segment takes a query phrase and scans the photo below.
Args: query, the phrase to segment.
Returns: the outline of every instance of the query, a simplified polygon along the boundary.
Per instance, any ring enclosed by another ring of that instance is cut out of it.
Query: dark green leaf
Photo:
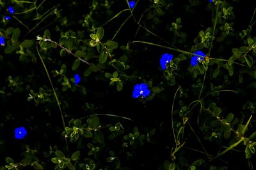
[[[33,167],[35,168],[35,170],[44,170],[44,167],[38,162],[33,162]]]
[[[226,117],[226,122],[227,123],[230,123],[234,119],[234,115],[232,113],[229,113]]]
[[[16,48],[14,46],[7,45],[4,48],[4,53],[6,54],[11,53],[15,50]]]
[[[79,128],[82,125],[82,122],[80,119],[76,119],[75,122],[74,122],[74,126]]]
[[[88,130],[84,130],[84,133],[83,134],[83,136],[84,136],[85,138],[92,138],[92,133],[88,131]]]
[[[75,60],[72,66],[72,70],[73,70],[73,71],[76,70],[78,68],[78,67],[80,66],[80,62],[81,62],[81,61],[79,59]]]
[[[45,29],[44,31],[44,36],[47,38],[51,38],[51,32],[48,29]]]
[[[253,42],[253,39],[252,39],[252,38],[250,38],[250,37],[247,39],[247,42],[249,45],[250,46],[253,46],[254,42]]]
[[[98,71],[98,67],[93,63],[90,64],[89,68],[93,72]]]
[[[83,74],[84,76],[88,76],[90,74],[91,74],[92,71],[90,68],[86,69],[84,70],[84,73]]]
[[[253,133],[252,133],[249,139],[250,140],[254,140],[256,138],[256,132],[254,132]]]
[[[116,83],[117,90],[118,92],[121,91],[123,89],[123,83],[122,83],[121,81],[117,81]]]
[[[103,52],[100,53],[99,57],[99,61],[100,63],[104,63],[108,59],[108,53],[105,52]]]
[[[20,36],[20,31],[19,28],[16,28],[13,30],[13,32],[12,34],[12,39],[13,41],[17,41],[19,39],[19,37]]]
[[[94,136],[95,138],[95,139],[99,143],[104,143],[104,138],[103,136],[103,133],[98,130],[94,132]]]
[[[31,46],[33,43],[34,43],[34,41],[32,40],[25,39],[21,43],[21,45],[24,48],[29,48],[29,47]]]
[[[65,155],[64,153],[60,150],[56,150],[55,152],[56,155],[59,158],[64,158]]]
[[[78,50],[76,52],[75,55],[77,57],[81,58],[85,56],[85,53],[83,51]]]
[[[247,63],[247,65],[249,67],[252,67],[252,65],[253,64],[253,59],[250,55],[244,55],[245,61]]]
[[[93,117],[89,123],[88,127],[95,129],[98,127],[100,124],[100,120],[98,117]]]
[[[232,52],[234,53],[234,55],[236,57],[239,57],[241,55],[241,52],[236,48],[232,48]]]
[[[216,78],[220,74],[220,69],[219,67],[216,68],[214,71],[213,71],[212,78]]]
[[[77,160],[80,157],[80,151],[77,150],[76,152],[74,152],[74,153],[71,156],[71,159],[72,160]]]
[[[113,78],[117,78],[118,76],[118,73],[117,73],[117,71],[115,71],[113,73]]]
[[[118,44],[115,41],[108,41],[106,43],[106,48],[109,50],[116,48],[118,46]]]
[[[104,36],[104,29],[102,27],[99,27],[97,30],[97,33],[96,33],[98,38],[100,40],[103,36]]]
[[[242,53],[246,53],[249,51],[249,48],[248,46],[241,46],[239,48],[239,51]]]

WHAT THE EXERCISE ASKS: Recast the entries above as a JSON list of strings, with one string per line and blank lines omitted. Leave the pictures out of the list.

THE RESPONSE:
[
  "segment takes a query phrase and scans the photo below.",
  "Args: query, the phrase to segment.",
  "Returns: the outline of every instance of the query, a simplified polygon along the boundary.",
  "Per instance, any ring enclosed by another ring of that instance is cut out of it.",
  "Query: dark green leaf",
  "Photo:",
  "[[[33,167],[35,168],[35,170],[44,170],[44,167],[38,162],[33,162]]]",
  "[[[226,117],[226,122],[227,123],[230,123],[234,119],[234,115],[232,113],[229,113]]]",
  "[[[16,48],[14,46],[7,45],[4,48],[4,53],[6,54],[11,53],[15,50]]]",
  "[[[79,128],[82,125],[82,122],[80,119],[76,119],[75,122],[74,122],[74,126]]]",
  "[[[88,130],[84,130],[84,133],[83,134],[83,136],[84,136],[85,138],[92,138],[92,133],[88,131]]]",
  "[[[75,60],[72,66],[72,70],[73,70],[73,71],[76,70],[78,68],[78,67],[80,66],[80,62],[81,62],[81,61],[79,59]]]",
  "[[[45,29],[44,31],[44,36],[47,38],[51,38],[51,32],[48,29]]]",
  "[[[253,42],[253,39],[252,39],[252,38],[250,38],[250,37],[247,39],[247,42],[249,45],[250,46],[253,46],[254,42]]]",
  "[[[98,71],[98,67],[93,63],[90,64],[89,68],[93,72]]]",
  "[[[83,74],[84,76],[88,76],[90,74],[91,74],[92,71],[90,68],[86,69],[84,70],[84,73]]]",
  "[[[253,133],[252,133],[249,139],[250,140],[254,140],[256,138],[256,132],[254,132]]]",
  "[[[116,83],[117,90],[118,92],[121,91],[123,89],[123,83],[122,83],[121,81],[117,81]]]",
  "[[[103,52],[100,53],[99,57],[99,61],[100,63],[104,63],[108,59],[108,53],[105,52]]]",
  "[[[20,36],[20,31],[19,28],[16,28],[13,30],[13,32],[12,34],[12,39],[13,41],[17,41],[19,39],[19,37]]]",
  "[[[94,136],[95,138],[95,139],[99,143],[104,143],[104,138],[103,136],[103,133],[98,130],[94,132]]]",
  "[[[31,46],[33,43],[34,43],[34,41],[32,40],[25,39],[21,43],[21,45],[24,48],[29,48],[29,47]]]",
  "[[[65,155],[64,153],[60,150],[56,150],[55,152],[56,155],[59,158],[64,158]]]",
  "[[[78,50],[76,52],[75,55],[77,57],[81,58],[85,56],[85,53],[83,51]]]",
  "[[[247,63],[247,65],[249,67],[252,67],[252,65],[253,64],[253,59],[250,55],[244,55],[245,61]]]",
  "[[[93,117],[89,123],[88,127],[95,129],[98,127],[100,124],[100,120],[98,117]]]",
  "[[[232,52],[234,53],[234,55],[236,57],[239,57],[241,55],[241,52],[236,48],[232,48]]]",
  "[[[216,78],[220,74],[220,69],[219,67],[216,68],[214,71],[213,71],[212,78]]]",
  "[[[77,160],[80,157],[80,151],[77,150],[76,152],[74,152],[74,153],[71,156],[71,159],[72,160]]]",
  "[[[113,78],[117,78],[118,76],[118,73],[117,73],[117,71],[115,71],[113,73]]]",
  "[[[118,44],[115,41],[108,41],[106,43],[106,48],[109,50],[116,48],[118,46]]]",
  "[[[104,36],[104,29],[102,27],[99,27],[97,30],[97,33],[96,33],[98,38],[100,40],[103,36]]]",
  "[[[242,53],[246,53],[249,51],[249,48],[248,46],[241,46],[239,48],[239,51]]]"
]